• **SET EXERCISE A**:
Reproduce the entries word for word, from their first line through the line containing "79L206 74L203 72L204", with both ends included. Leave the pictures out.

• **EXTRACT PROVIDED**:
.....

Also known as The Over Indulgent but Forgetful One.
So, I continued my sorting the best I could, calmed myself, looked over at the unmoving person on my bed and was all like “Hey, so when are you going to get the kids gifts?”
“OK, but time is short. Just a reminder. No pressure.”
Translation: Soon is not good enough! And, hell yes this is pressure and you better get going, like NOW. Find a shop. Buy presents. Prevent wifely high blood pressure.
“I’ll get them soon. The tablets and phones, right?”
Pause for effect.
“Umm…. and phones?”
“I thought you said we should get them tablets and phones.”
Abandon sorting. Abandon calmness. Pause to splutter.
“I said? When did I say we’re going to get them tablets and phones? When did I even say tablets?”
“You said tablets.”
“I did not say tablets! You convinced me that tablets were a good gift to give them. It took you weeks but I eventually and very grudgingly agreed remember?”
“Those discussions were about iPads.”
“Which are tablets.”
“Now you’re just making Steve Jobs cry in hell.”

.....

• **SET EXERCISE B**:
Rewrite the passage about the children's gifts from the words containing "Also known as" through "Pause for effect.", replacing "shop" with "store".

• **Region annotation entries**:

.....

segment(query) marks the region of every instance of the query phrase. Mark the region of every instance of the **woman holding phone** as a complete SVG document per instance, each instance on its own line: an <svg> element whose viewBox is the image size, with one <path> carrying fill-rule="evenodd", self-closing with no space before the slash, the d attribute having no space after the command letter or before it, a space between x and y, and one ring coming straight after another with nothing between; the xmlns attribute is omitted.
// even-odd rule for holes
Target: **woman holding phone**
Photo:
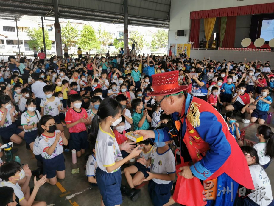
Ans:
<svg viewBox="0 0 274 206"><path fill-rule="evenodd" d="M208 79L206 74L203 72L204 68L204 63L200 61L198 62L196 64L196 73L188 74L189 79L187 82L188 84L192 84L192 95L206 101L207 89L206 84Z"/></svg>

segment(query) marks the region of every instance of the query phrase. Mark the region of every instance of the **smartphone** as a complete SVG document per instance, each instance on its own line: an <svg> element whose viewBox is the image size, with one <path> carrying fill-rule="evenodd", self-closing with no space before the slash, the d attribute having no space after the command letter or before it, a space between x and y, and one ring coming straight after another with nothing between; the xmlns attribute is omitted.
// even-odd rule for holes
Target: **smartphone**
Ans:
<svg viewBox="0 0 274 206"><path fill-rule="evenodd" d="M198 74L197 73L189 73L189 77L190 78L193 78L193 77L194 76L198 76Z"/></svg>

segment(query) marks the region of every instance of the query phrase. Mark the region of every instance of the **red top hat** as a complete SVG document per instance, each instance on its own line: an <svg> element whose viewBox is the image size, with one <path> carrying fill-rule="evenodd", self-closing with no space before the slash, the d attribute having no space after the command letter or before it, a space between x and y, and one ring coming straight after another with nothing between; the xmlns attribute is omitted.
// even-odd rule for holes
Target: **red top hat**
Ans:
<svg viewBox="0 0 274 206"><path fill-rule="evenodd" d="M154 74L153 92L147 94L149 96L159 96L175 94L187 89L186 86L180 86L178 83L179 71L172 71Z"/></svg>

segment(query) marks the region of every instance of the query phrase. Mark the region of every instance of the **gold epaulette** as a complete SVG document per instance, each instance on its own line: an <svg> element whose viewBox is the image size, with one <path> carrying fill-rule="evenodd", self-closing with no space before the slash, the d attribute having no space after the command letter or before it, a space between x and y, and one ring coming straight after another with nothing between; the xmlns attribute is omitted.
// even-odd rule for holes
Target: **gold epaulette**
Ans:
<svg viewBox="0 0 274 206"><path fill-rule="evenodd" d="M200 111L199 107L200 106L201 104L199 104L192 102L186 115L186 119L194 128L200 126Z"/></svg>

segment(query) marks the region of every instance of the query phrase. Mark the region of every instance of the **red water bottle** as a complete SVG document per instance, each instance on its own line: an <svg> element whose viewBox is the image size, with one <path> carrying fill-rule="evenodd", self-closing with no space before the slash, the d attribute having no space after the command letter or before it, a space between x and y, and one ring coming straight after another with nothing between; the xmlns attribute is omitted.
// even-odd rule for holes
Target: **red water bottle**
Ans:
<svg viewBox="0 0 274 206"><path fill-rule="evenodd" d="M245 141L245 131L243 130L241 132L241 135L240 136L240 139L239 140L242 141L243 142Z"/></svg>
<svg viewBox="0 0 274 206"><path fill-rule="evenodd" d="M271 122L271 118L272 117L272 113L270 112L267 115L267 119L266 121L267 124L270 124Z"/></svg>

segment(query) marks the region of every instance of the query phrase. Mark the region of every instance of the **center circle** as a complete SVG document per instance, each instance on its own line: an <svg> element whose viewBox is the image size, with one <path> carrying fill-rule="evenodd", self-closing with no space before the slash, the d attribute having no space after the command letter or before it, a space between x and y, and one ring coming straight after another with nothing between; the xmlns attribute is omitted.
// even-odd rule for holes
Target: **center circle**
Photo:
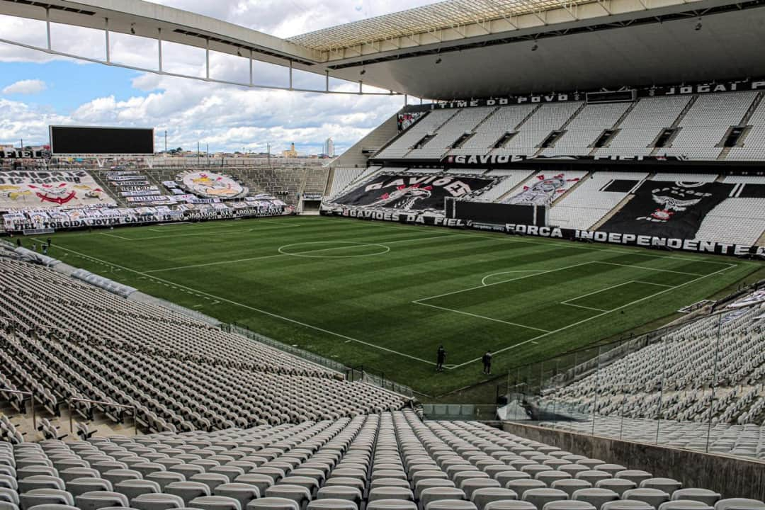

.....

• **COMPLETE RESPONSE A**:
segment(query) marks the region of every instance of the query phrase. Mark the region of every instance of the **woman holding phone** as a complete SVG document per instance, each instance on its own line: an <svg> element whose viewBox is the image size, with one <path> carrying fill-rule="evenodd", self-closing with no space before the slash, the d attribute having no space after the command letter or before it, a space between x and y, and one ring coming straight after another with nothing between; the xmlns attribute is omitted.
// even-odd rule for holes
Target: **woman holding phone**
Photo:
Ans:
<svg viewBox="0 0 274 206"><path fill-rule="evenodd" d="M208 79L206 74L203 72L204 68L204 63L200 61L198 62L196 64L196 73L188 74L189 79L187 82L188 84L192 84L192 95L206 101L207 89L206 84Z"/></svg>

• **COMPLETE RESPONSE B**:
Also known as The Over Indulgent but Forgetful One.
So, I continued my sorting the best I could, calmed myself, looked over at the unmoving person on my bed and was all like “Hey, so when are you going to get the kids gifts?”
“OK, but time is short. Just a reminder. No pressure.”
Translation: Soon is not good enough! And, hell yes this is pressure and you better get going, like NOW. Find a store. Buy presents. Prevent wifely high blood pressure.
“I’ll get them soon. The tablets and phones, right?”
Pause for effect.